Image-grounded pointing data
__________________________________________________

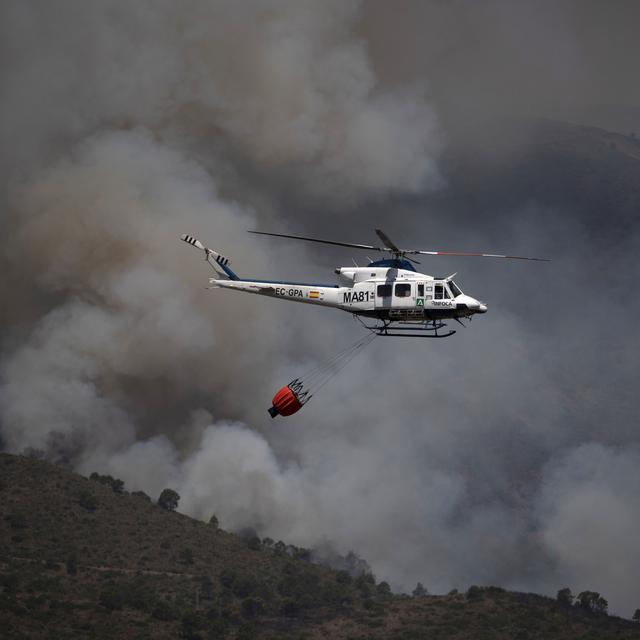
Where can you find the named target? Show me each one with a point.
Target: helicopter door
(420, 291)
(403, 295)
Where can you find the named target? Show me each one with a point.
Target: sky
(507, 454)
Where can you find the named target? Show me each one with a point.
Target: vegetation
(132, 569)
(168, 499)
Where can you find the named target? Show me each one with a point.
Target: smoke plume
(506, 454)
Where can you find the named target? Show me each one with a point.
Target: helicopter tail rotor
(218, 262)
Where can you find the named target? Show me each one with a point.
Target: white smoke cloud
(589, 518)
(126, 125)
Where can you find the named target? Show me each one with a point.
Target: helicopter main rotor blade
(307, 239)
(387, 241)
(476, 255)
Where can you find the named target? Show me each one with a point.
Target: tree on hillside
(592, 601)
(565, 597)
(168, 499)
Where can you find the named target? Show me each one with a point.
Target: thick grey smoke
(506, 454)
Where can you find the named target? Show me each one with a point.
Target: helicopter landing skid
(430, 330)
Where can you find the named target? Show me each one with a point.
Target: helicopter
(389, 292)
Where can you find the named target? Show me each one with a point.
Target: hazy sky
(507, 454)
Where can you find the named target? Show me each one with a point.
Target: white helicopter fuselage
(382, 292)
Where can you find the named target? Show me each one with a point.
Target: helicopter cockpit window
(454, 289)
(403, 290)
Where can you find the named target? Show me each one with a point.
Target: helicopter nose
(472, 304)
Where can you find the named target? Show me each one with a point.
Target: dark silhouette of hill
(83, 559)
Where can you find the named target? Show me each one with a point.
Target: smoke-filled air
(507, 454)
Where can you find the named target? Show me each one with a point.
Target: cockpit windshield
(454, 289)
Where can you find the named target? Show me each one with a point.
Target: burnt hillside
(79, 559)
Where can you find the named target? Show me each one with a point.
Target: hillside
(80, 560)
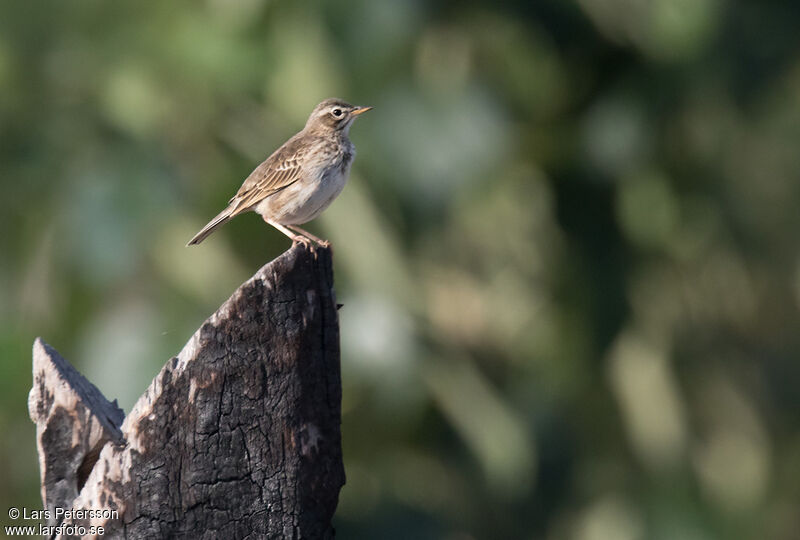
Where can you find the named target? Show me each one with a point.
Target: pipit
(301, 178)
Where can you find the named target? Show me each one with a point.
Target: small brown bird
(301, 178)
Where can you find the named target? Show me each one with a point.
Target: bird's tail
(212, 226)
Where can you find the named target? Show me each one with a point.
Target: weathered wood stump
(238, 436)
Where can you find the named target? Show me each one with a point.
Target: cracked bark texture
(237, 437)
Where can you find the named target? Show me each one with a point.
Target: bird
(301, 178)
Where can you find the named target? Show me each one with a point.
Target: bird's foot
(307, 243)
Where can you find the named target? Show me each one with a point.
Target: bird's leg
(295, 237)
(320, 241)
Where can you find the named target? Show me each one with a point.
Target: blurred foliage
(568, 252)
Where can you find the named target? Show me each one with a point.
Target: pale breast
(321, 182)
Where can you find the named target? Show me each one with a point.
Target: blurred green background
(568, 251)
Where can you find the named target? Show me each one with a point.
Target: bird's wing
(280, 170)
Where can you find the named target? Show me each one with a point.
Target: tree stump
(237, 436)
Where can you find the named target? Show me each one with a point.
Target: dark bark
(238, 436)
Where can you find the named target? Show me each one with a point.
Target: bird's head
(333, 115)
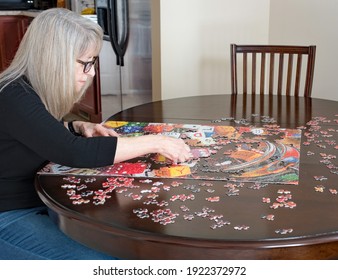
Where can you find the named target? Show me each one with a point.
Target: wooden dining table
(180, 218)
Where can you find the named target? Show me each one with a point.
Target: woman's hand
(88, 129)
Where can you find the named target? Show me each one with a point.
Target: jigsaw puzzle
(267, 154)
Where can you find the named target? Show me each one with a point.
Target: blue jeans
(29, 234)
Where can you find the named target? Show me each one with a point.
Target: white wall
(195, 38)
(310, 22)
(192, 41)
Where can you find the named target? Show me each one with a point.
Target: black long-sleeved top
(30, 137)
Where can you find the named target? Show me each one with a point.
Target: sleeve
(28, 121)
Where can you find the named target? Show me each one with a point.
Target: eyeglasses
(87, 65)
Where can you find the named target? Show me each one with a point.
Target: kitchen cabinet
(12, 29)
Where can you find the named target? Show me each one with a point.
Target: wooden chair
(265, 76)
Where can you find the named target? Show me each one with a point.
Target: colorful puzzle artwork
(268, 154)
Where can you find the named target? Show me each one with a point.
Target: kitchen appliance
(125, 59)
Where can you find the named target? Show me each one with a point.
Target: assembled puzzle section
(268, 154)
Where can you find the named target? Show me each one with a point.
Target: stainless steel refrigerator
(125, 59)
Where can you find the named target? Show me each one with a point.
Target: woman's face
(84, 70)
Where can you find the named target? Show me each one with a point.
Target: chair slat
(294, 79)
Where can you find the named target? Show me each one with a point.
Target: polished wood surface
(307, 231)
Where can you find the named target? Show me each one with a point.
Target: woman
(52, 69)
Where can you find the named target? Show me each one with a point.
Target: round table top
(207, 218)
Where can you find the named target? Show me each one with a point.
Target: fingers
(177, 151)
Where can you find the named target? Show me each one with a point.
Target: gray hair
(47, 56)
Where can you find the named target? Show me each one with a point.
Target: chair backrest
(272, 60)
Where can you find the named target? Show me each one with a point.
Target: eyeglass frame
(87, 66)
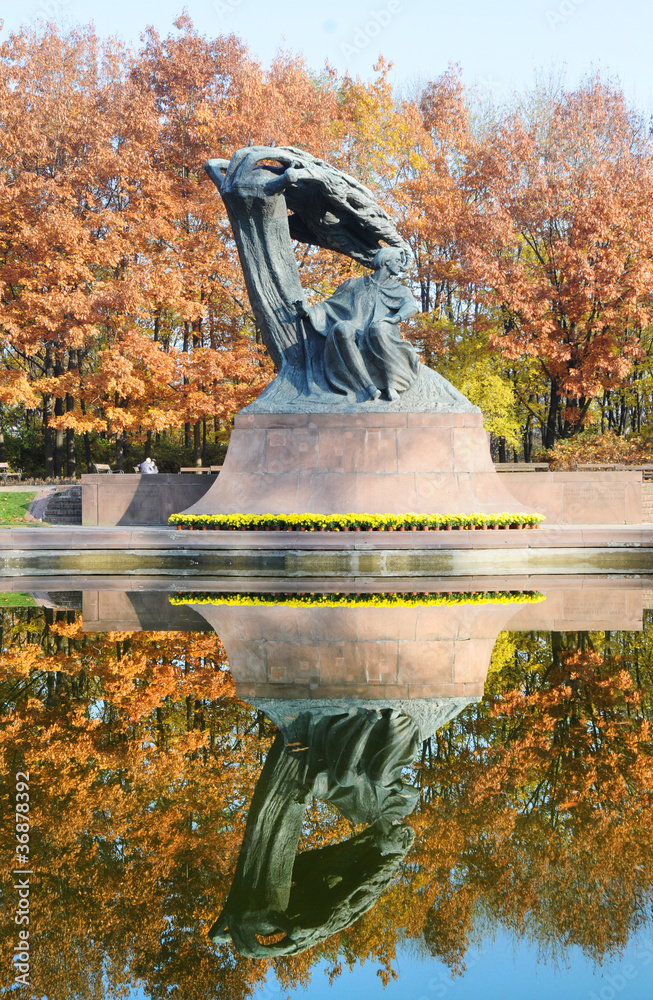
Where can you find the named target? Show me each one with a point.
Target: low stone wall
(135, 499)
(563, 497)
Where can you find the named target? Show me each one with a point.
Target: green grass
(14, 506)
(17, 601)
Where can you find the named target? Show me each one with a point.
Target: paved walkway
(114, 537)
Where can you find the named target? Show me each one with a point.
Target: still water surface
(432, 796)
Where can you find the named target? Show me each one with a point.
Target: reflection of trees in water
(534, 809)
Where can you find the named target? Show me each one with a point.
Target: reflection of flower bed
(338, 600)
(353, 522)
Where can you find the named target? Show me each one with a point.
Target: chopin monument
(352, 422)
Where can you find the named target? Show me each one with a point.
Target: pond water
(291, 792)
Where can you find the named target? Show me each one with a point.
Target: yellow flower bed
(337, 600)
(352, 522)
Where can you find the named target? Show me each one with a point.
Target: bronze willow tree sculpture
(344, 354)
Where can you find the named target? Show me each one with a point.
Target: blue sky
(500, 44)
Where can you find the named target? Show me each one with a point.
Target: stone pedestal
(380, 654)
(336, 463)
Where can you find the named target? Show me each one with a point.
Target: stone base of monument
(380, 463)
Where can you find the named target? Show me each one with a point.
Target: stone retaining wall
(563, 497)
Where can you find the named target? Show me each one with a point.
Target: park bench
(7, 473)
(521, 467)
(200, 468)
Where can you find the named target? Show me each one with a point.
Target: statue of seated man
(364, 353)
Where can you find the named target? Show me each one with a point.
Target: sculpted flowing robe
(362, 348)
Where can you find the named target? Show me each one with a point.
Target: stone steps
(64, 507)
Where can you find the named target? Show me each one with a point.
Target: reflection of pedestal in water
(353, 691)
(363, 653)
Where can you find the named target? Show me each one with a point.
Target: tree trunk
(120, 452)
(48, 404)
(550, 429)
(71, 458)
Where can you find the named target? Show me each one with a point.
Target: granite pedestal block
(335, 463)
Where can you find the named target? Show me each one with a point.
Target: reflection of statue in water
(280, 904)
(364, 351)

__________________________________________________

● **ABOUT THIS EXERCISE**: Reproduce every record verbatim, please. Omit the images.

● **TASK SOLUTION**:
Where can you find the named target? Show me each one with a point.
Target: helicopter door
(420, 291)
(403, 295)
Where can you find the named target? Show me each one with a point.
Target: sky
(507, 454)
Where can you find the named target? Show me each one with a point.
Target: vegetation
(132, 569)
(168, 499)
Where can you find the named target? Show me each one with a point.
Target: smoke plume
(506, 454)
Where can you find the named target? Show me each one with a point.
Target: helicopter tail rotor
(218, 262)
Where can you find the named target? Show me each one with a point.
Target: white smoke cloud
(589, 518)
(126, 125)
Where can you find the named target? Show me each one with a point.
Target: helicopter main rotor blade
(307, 239)
(387, 241)
(476, 255)
Where can you find the named target? Show me each one with a point.
Target: tree on hillside
(592, 601)
(565, 597)
(168, 499)
Where can you find the named target? Show me each one with a point.
Target: thick grey smoke
(506, 454)
Where can you find the named target? Show me each one with a point.
Target: helicopter landing skid
(430, 330)
Where can you find the named target? Show me each one with a point.
Target: helicopter
(389, 292)
Where can you find the named target? Show me each one with a point.
Target: hazy sky
(507, 454)
Where can you find the named target? Show me each one with a point.
Target: white helicopter fuselage
(382, 292)
Where can you find the named target? Show me each one with a point.
Target: helicopter cockpit window
(454, 289)
(403, 290)
Where can you find the named target? Show me each one with a point.
Target: helicopter nose
(472, 304)
Where can you find the named target? Show me each one with a point.
Target: dark silhouette of hill
(83, 559)
Where can you find the named target? Show me each one with a point.
Target: smoke-filled air
(507, 454)
Where can you find the named target? Show me each one with a point.
Target: cockpit windshield
(454, 289)
Where can you find the named target? Show me each one with a point.
Target: burnt hillside
(79, 559)
Where can you find the named target? Show me each one with a point.
Target: hillside
(80, 560)
Where can you find the named target? Show me each one with a point.
Target: pipit
(301, 178)
Where can you find the named target? Show me each one with a point.
Target: small brown bird
(301, 178)
Where can you find the named target? Show me each one with a point.
Target: bird's tail
(212, 226)
Where can you find the named target? Show me each one with a point.
Target: weathered wood stump
(238, 436)
Where can you find the named target? Show me each one with a point.
Target: cracked bark texture
(237, 437)
Where can you find the named target? Show me each one with a point.
Target: bird
(301, 178)
Where can you find the named target? Show me each one with a point.
Target: bird's foot
(307, 243)
Where can you find the named target? Show me each one with a point.
Target: bird's leg
(295, 237)
(320, 241)
Where can you find the named target? Show me each one with a point.
Target: blurred foliage
(568, 252)
Where can you find the named target? Show me each one with a point.
Target: pale breast
(321, 182)
Where can you find the named target? Show me each one with a point.
Target: blurred green background
(568, 251)
Where can you find the named target? Show me each one with a point.
Target: bird's wing
(280, 170)
Where can you find the named target? Show me each one with a point.
Target: tree stump
(237, 436)
Where can you find the named target? Show me each one with a point.
Target: dark bark
(238, 436)
Where can you find the named target? Show me each one with a point.
Target: bird's head
(333, 115)
Where can you find the named target? Show me each one with a point.
Target: wooden dining table
(180, 218)
Where can you find the named target? Show me each one with a point.
Target: woman's hand
(88, 129)
Where can you find the named target? Show me each one with a point.
Target: jigsaw puzzle
(267, 154)
Where can you find the named target? Show me each one with a point.
Target: blue jeans
(29, 234)
Where can you find the named target? Show me each one with a point.
Target: white wall
(195, 38)
(310, 22)
(192, 41)
Where can you find the named target? Show me each one with a point.
Target: black long-sleeved top
(30, 137)
Where can you find the named target? Show me each one with a point.
Target: sleeve
(28, 121)
Where can you find the named target? Show me each one with a point.
Target: eyeglasses
(87, 65)
Where can you find the named target? Show me each one with a point.
Target: kitchen cabinet
(12, 29)
Where can you find the named target? Show me each one with a point.
Target: wooden chair
(265, 76)
Where can you find the named target? Show me each one with a point.
Target: colorful puzzle artwork
(268, 154)
Where can you find the named target? Show me each one with a point.
Target: kitchen appliance
(125, 59)
Where can you find the named target? Show me each one with a point.
Target: assembled puzzle section
(268, 154)
Where can you find the named target? Show me each one with a point.
Target: stainless steel refrigerator
(125, 59)
Where can you find the named target? Show me each one with a point.
Target: woman's face
(84, 70)
Where can you find the named target? Show me each one with a point.
Target: chair slat
(294, 79)
Where can you find the named target? Show me each one with a point.
Target: polished wood surface
(307, 231)
Where can you find the named target? Show me each one with a point.
Target: woman
(52, 69)
Where can you find the named target? Show me each one with a point.
Target: round table top
(207, 218)
Where can you find the named target? Show me each one with a point.
Target: fingers
(177, 151)
Where can you find the named target? Show me each one with a point.
Target: gray hair
(47, 56)
Where can you find the named target? Show me each one with a point.
Target: chair backrest
(272, 60)
Where can you find the named target? Show me each one with a point.
Target: eyeglass frame
(87, 66)
Where can you find the named target? Show me each one with a point.
Target: low stone wall
(135, 499)
(563, 497)
Where can you find the named target? Show me each one with a point.
Target: green grass
(14, 506)
(17, 601)
Where can you find the named target? Show me each one with a point.
Target: paved walkway
(114, 537)
Where can you find the named target? Show me each one with a point.
Target: still water surface
(432, 796)
Where can you find the named target? Show me each one with a point.
Target: reflection of trees in water
(534, 809)
Where can you find the named target? Show me each one with a point.
Target: reflection of flower bed
(338, 600)
(353, 522)
Where can you find the named target? Show me each one with a point.
Target: chopin monument
(352, 422)
Where can you find the named target? Show me each one with a point.
Target: pond water
(291, 792)
Where can you find the named target? Show me each one with a point.
Target: yellow flower bed
(337, 600)
(352, 522)
Where can you find the named target? Show me each one with a point.
Target: bronze willow tree sculpture
(344, 354)
Where can you find the named target? Show me each one with a point.
Target: blue sky
(500, 44)
Where can you find the named target? Show me each one with a point.
Target: stone pedestal
(380, 654)
(336, 463)
Where can you find the named target? Show me each one with a point.
Target: stone base of monument
(380, 463)
Where can you find the named target? Show me each one with a point.
Target: stone retaining wall
(563, 497)
Where can you find the named target? Show me each one with a point.
Target: park bench
(7, 473)
(521, 467)
(200, 468)
Where can you find the named target? Show me each one with a point.
Target: statue of seated man
(364, 353)
Where can you find the named target? Show me each one with a point.
Target: sculpted flowing robe
(362, 348)
Where can you find the named target? Show me each one with a point.
Target: stone steps
(64, 507)
Where can you find the named target? Show me each one with a point.
Target: reflection of pedestal in water
(353, 691)
(363, 653)
Where can you find the named target? Show me each one with a point.
Target: tree trunk
(120, 452)
(48, 404)
(550, 429)
(71, 458)
Where can you find the named target? Show me each one with a point.
Target: granite pedestal block
(335, 463)
Where can you find the named target? Show me each one with a point.
Target: reflection of statue in water
(280, 904)
(364, 351)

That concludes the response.